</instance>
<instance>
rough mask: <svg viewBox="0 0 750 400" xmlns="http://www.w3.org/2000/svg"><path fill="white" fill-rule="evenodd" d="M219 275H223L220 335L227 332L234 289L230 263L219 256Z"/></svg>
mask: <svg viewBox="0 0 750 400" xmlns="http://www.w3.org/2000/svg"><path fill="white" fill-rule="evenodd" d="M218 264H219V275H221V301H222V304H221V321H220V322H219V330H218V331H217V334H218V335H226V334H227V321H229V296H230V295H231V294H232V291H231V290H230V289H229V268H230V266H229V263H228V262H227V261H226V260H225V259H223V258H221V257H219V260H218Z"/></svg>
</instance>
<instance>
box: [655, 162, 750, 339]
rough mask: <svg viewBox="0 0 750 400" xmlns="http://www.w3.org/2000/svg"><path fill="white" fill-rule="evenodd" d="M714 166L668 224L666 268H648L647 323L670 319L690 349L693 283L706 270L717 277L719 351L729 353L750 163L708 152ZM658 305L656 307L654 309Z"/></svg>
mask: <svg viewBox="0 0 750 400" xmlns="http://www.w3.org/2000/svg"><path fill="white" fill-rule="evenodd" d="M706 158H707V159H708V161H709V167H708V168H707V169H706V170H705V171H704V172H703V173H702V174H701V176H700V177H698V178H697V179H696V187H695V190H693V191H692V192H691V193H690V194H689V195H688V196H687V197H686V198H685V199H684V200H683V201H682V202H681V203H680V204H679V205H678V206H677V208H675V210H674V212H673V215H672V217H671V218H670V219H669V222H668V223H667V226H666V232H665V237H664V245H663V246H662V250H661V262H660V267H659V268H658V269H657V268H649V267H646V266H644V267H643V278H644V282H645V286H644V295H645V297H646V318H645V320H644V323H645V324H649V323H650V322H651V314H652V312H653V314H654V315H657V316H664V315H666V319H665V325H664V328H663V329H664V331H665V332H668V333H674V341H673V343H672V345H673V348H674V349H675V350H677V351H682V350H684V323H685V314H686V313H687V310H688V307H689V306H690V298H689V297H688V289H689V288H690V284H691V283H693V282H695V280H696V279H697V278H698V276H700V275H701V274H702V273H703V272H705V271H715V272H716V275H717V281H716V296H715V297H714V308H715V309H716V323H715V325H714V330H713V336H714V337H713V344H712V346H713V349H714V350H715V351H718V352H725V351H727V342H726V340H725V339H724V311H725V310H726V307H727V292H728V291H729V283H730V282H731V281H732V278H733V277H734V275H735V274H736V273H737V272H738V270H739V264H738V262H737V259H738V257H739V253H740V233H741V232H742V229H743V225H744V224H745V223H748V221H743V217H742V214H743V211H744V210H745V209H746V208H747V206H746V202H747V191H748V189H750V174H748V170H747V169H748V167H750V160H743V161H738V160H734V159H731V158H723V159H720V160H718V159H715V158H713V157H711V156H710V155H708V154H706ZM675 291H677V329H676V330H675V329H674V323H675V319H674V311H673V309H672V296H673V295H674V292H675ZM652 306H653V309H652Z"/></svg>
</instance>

════════

— Activity —
What is needed here is a word-for-word copy of the whole listing.

— Answer to this exercise —
</instance>
<instance>
rough mask: <svg viewBox="0 0 750 400" xmlns="http://www.w3.org/2000/svg"><path fill="white" fill-rule="evenodd" d="M219 275H223L220 335L227 332L234 289L230 263L219 256Z"/></svg>
mask: <svg viewBox="0 0 750 400" xmlns="http://www.w3.org/2000/svg"><path fill="white" fill-rule="evenodd" d="M218 264H219V275H221V301H222V304H221V321H220V322H219V330H218V331H217V334H218V335H226V334H227V321H229V296H230V295H231V294H232V291H231V290H230V289H229V268H230V266H229V263H228V262H227V261H226V260H225V259H223V258H221V257H219V260H218Z"/></svg>
</instance>
<instance>
box: [655, 162, 750, 339]
rough mask: <svg viewBox="0 0 750 400" xmlns="http://www.w3.org/2000/svg"><path fill="white" fill-rule="evenodd" d="M714 166L668 224L666 268H648L647 323L670 319L690 349L693 283L706 270L717 277L719 351L729 353L750 163L708 152ZM658 305L656 307L654 309Z"/></svg>
mask: <svg viewBox="0 0 750 400" xmlns="http://www.w3.org/2000/svg"><path fill="white" fill-rule="evenodd" d="M706 158H707V159H708V161H709V167H708V168H707V169H706V170H705V171H704V172H703V173H702V174H701V176H700V177H698V178H697V179H696V187H695V190H693V191H692V192H691V193H690V194H689V195H688V196H687V197H686V198H685V199H684V200H683V201H682V202H681V203H680V204H679V205H678V206H677V208H675V210H674V212H673V215H672V217H671V218H670V219H669V222H668V223H667V226H666V232H665V237H664V245H663V246H662V250H661V262H660V267H659V268H658V269H657V268H649V267H646V266H644V267H643V278H644V282H645V286H644V295H645V297H646V318H645V320H644V323H645V324H649V323H650V322H651V314H652V312H653V314H654V315H657V316H664V315H666V319H665V325H664V328H663V329H664V331H665V332H668V333H674V341H673V343H672V345H673V348H674V349H675V350H677V351H682V350H684V323H685V314H686V313H687V310H688V307H689V306H690V298H689V297H688V289H689V288H690V284H691V283H693V282H695V280H696V279H697V278H698V276H700V275H701V274H702V273H703V272H705V271H715V272H716V275H717V281H716V296H715V297H714V308H715V309H716V323H715V325H714V330H713V336H714V337H713V344H712V346H713V349H714V350H715V351H718V352H725V351H727V342H726V340H725V339H724V311H725V310H726V307H727V292H728V291H729V283H730V282H731V281H732V278H733V277H734V275H735V274H736V273H737V272H738V270H739V264H738V262H737V259H738V257H739V253H740V233H741V232H742V229H743V225H744V224H745V223H748V221H743V217H742V214H743V211H744V210H745V209H746V208H747V206H746V202H747V191H748V189H750V174H748V170H747V169H748V167H750V160H743V161H738V160H734V159H731V158H723V159H720V160H718V159H715V158H713V157H711V156H710V155H708V154H706ZM675 291H677V329H676V330H675V329H674V323H675V319H674V311H673V309H672V296H673V295H674V292H675ZM652 306H653V309H652Z"/></svg>
</instance>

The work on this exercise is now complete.